§ Work required
Across all the lines of the following material, count those that include the word "swan" and give only the result.
******
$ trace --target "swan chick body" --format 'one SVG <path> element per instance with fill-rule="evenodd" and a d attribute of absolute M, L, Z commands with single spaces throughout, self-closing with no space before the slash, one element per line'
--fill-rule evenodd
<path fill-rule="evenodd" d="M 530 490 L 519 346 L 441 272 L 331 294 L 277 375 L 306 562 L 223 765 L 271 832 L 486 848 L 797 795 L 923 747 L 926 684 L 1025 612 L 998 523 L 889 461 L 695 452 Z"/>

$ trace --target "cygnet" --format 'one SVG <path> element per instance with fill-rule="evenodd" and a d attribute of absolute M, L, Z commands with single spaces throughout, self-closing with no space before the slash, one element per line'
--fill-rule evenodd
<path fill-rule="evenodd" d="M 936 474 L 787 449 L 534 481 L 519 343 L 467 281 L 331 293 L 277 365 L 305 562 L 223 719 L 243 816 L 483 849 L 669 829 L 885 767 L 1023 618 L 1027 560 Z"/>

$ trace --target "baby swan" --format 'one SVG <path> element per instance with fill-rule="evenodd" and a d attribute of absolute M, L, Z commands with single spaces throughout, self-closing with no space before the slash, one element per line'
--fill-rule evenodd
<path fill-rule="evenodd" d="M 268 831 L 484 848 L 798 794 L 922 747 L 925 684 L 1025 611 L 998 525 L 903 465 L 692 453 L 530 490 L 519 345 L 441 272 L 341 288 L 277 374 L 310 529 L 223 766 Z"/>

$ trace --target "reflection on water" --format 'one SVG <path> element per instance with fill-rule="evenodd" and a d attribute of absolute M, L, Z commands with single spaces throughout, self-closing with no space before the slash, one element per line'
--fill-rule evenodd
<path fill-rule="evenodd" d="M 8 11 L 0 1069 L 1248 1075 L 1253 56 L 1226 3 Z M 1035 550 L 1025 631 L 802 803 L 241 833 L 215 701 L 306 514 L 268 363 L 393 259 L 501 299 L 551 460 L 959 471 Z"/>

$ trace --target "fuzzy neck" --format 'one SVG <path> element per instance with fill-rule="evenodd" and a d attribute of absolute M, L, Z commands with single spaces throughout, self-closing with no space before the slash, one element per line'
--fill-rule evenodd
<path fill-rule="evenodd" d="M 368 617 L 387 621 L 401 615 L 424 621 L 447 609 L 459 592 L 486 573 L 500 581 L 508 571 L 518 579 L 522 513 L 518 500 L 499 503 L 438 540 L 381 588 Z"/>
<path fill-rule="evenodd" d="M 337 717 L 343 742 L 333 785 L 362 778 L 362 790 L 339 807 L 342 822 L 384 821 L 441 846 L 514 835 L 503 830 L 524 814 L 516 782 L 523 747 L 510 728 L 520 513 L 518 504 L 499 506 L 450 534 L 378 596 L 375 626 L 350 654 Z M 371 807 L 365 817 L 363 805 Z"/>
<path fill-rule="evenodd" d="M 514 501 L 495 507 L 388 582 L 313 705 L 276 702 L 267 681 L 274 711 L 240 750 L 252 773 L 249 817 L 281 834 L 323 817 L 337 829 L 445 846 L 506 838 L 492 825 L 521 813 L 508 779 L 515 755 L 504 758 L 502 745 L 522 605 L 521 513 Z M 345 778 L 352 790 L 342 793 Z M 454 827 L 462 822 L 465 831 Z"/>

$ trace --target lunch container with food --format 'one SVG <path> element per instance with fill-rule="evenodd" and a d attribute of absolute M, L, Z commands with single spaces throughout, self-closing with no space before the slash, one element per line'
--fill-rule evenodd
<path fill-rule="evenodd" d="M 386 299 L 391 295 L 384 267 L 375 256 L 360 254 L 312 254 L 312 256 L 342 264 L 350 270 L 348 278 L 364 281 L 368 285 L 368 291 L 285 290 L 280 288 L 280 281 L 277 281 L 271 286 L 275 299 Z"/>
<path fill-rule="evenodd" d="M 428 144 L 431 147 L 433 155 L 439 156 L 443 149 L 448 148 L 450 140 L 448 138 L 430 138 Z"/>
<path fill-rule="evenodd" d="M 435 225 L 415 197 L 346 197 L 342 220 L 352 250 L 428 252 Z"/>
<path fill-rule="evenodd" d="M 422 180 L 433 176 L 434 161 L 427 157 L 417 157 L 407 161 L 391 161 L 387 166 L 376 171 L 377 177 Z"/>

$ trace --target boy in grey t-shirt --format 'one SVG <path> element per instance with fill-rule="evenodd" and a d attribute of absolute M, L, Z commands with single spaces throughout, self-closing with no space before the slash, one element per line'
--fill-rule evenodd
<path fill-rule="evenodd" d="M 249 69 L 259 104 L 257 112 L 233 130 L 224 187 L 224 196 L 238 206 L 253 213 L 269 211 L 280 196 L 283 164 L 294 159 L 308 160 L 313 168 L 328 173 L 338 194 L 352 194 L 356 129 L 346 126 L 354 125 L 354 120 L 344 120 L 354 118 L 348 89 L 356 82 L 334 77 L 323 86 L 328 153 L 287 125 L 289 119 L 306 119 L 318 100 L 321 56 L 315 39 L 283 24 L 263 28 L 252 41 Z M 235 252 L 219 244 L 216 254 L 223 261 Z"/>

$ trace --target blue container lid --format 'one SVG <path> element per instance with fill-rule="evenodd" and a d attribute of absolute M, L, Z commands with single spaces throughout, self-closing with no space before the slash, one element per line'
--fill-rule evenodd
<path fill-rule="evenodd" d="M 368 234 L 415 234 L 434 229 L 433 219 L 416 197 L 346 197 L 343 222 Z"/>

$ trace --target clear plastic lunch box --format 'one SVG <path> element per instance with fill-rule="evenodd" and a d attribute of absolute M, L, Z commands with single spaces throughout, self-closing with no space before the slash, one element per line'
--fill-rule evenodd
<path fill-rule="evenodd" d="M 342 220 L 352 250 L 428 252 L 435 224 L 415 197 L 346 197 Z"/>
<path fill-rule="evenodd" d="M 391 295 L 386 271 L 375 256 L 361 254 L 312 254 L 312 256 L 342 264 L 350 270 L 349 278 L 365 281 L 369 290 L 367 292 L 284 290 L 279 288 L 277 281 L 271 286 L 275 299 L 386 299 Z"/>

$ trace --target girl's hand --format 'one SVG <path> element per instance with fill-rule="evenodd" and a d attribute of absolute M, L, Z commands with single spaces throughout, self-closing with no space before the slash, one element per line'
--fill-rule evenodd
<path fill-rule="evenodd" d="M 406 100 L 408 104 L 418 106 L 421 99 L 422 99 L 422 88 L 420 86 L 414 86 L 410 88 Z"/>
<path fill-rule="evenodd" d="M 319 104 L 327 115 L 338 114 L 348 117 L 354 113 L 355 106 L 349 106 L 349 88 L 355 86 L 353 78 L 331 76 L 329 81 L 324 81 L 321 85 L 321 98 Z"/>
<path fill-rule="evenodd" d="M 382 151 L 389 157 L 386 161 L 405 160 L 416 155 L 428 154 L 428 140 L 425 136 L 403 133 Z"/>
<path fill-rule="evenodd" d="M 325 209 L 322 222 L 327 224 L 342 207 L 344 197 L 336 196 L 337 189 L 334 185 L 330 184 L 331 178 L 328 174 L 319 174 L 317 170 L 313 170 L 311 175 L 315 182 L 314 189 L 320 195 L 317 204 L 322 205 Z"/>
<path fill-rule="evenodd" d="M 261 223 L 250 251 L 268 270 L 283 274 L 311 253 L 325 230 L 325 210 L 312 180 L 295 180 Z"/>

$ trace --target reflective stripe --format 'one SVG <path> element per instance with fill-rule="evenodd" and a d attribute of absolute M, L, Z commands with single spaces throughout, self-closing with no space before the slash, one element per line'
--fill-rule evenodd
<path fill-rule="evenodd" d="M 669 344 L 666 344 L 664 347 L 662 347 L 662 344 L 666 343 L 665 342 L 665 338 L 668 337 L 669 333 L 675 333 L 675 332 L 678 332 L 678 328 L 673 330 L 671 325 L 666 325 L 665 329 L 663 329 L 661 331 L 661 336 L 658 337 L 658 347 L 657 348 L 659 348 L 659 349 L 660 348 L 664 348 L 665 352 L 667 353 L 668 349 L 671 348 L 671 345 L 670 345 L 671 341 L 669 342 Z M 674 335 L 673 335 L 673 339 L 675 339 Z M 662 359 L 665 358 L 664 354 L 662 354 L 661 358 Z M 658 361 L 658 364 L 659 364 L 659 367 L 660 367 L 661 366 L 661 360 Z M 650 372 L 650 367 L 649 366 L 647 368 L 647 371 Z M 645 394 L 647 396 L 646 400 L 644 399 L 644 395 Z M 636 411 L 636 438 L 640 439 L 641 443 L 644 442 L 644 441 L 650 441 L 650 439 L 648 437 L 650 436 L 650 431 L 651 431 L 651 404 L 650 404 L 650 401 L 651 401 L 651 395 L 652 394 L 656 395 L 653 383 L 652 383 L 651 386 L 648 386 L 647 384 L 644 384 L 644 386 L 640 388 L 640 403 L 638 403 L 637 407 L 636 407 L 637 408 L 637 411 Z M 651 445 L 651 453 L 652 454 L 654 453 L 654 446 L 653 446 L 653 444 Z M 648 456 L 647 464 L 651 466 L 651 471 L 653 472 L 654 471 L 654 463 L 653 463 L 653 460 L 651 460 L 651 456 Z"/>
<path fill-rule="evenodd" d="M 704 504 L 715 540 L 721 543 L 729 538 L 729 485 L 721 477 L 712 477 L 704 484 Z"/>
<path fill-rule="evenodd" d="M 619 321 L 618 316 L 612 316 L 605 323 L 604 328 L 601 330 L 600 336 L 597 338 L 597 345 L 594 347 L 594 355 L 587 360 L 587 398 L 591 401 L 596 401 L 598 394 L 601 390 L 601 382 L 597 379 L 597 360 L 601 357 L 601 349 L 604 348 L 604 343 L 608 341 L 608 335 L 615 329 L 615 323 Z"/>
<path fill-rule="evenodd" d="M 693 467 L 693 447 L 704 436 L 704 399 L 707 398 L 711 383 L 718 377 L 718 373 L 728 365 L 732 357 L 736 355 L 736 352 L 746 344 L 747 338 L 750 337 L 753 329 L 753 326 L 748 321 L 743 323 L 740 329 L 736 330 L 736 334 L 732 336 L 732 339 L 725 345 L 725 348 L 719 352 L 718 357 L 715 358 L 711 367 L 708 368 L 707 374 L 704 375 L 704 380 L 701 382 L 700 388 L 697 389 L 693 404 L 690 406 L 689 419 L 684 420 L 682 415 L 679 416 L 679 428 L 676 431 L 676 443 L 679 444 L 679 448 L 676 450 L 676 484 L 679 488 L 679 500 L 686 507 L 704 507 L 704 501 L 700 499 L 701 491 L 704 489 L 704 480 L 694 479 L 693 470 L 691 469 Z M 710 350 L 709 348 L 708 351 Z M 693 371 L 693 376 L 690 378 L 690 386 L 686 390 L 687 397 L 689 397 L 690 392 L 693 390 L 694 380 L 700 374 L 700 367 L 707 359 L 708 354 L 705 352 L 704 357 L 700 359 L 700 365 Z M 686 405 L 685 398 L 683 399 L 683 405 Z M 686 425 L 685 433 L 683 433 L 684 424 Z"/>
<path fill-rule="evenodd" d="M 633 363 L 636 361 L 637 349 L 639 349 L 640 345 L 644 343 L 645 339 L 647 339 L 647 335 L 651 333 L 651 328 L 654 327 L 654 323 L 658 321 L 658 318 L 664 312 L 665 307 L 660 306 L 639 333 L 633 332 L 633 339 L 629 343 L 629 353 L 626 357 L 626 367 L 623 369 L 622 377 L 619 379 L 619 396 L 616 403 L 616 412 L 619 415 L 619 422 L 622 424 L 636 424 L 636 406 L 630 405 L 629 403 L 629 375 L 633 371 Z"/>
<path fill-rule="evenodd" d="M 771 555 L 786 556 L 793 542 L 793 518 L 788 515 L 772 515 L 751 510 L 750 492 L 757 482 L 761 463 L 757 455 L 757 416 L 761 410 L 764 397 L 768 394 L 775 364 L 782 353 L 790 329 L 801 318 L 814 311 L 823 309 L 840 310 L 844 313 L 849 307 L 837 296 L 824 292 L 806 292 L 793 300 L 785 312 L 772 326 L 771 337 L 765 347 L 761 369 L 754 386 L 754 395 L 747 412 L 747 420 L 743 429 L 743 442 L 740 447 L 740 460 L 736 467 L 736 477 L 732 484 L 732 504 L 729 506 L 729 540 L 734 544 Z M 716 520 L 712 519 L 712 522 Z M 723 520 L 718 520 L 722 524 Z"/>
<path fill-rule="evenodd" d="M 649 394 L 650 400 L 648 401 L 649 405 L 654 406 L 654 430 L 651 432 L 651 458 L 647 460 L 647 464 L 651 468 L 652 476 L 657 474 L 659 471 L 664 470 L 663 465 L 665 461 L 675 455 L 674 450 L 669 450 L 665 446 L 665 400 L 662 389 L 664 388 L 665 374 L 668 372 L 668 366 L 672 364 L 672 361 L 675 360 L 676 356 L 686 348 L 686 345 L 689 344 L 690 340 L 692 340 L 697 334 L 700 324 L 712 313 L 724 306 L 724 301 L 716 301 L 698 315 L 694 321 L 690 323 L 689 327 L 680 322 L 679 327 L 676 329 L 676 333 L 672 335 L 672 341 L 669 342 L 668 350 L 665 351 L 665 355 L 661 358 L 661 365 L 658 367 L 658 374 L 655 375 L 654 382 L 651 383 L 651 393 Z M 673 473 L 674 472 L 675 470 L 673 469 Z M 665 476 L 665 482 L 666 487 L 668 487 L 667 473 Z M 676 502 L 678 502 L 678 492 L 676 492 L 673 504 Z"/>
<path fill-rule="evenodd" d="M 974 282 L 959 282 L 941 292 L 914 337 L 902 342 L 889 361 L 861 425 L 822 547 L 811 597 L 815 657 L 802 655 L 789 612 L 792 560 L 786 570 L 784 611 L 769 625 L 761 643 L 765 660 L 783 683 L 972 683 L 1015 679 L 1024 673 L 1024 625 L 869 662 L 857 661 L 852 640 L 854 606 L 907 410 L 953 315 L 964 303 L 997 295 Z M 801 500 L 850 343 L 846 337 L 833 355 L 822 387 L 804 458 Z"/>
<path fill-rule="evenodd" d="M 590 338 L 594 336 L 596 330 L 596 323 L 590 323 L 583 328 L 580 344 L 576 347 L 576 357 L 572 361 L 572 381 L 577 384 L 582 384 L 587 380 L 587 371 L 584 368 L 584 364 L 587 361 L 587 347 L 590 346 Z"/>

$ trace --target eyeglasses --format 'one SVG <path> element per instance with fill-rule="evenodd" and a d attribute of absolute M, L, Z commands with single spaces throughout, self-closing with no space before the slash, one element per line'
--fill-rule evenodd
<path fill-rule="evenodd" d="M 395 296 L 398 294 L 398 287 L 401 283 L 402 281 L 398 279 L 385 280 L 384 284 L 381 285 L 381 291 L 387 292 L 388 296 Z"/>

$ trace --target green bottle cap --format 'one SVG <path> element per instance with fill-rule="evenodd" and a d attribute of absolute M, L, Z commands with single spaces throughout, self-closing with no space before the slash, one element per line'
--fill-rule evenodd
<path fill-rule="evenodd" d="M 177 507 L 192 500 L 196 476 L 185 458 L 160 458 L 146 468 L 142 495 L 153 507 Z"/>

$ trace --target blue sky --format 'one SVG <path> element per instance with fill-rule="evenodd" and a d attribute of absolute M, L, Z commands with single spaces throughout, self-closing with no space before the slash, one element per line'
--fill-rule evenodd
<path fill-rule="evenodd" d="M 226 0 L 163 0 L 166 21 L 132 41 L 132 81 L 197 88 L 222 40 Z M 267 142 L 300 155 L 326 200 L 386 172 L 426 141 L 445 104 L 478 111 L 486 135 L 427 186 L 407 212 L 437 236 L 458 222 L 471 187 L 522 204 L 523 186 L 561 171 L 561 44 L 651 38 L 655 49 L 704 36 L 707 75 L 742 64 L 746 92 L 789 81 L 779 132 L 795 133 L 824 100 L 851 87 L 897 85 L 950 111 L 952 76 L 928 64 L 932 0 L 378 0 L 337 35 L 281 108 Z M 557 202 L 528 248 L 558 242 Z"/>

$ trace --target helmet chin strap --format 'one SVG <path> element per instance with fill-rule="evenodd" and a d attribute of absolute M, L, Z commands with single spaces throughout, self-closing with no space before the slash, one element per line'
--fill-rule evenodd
******
§ Problem solution
2